BRIEF: As the answer, give every line of the records that includes the word "instance".

EXERCISE INPUTS:

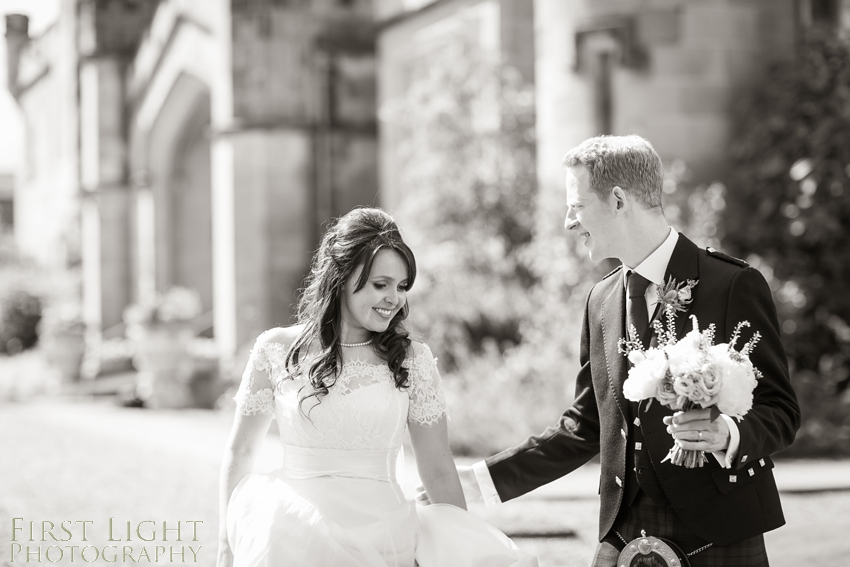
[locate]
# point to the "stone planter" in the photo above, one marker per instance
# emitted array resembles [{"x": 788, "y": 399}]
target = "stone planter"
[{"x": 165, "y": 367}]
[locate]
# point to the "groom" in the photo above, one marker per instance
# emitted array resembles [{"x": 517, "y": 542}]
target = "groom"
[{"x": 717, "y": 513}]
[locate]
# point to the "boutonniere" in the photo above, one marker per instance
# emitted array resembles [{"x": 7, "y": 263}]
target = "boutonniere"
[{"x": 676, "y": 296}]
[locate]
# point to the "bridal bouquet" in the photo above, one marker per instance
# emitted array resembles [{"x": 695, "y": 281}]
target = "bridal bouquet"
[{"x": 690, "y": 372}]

EXERCISE RESPONSE:
# point to the "stone planter" in the photo above, one marker per instance
# point to the "groom" in the photo above, one marker per instance
# point to the "boutonniere" in the photo above, one marker per instance
# point to the "bridal bouquet" in the photo above, one marker per instance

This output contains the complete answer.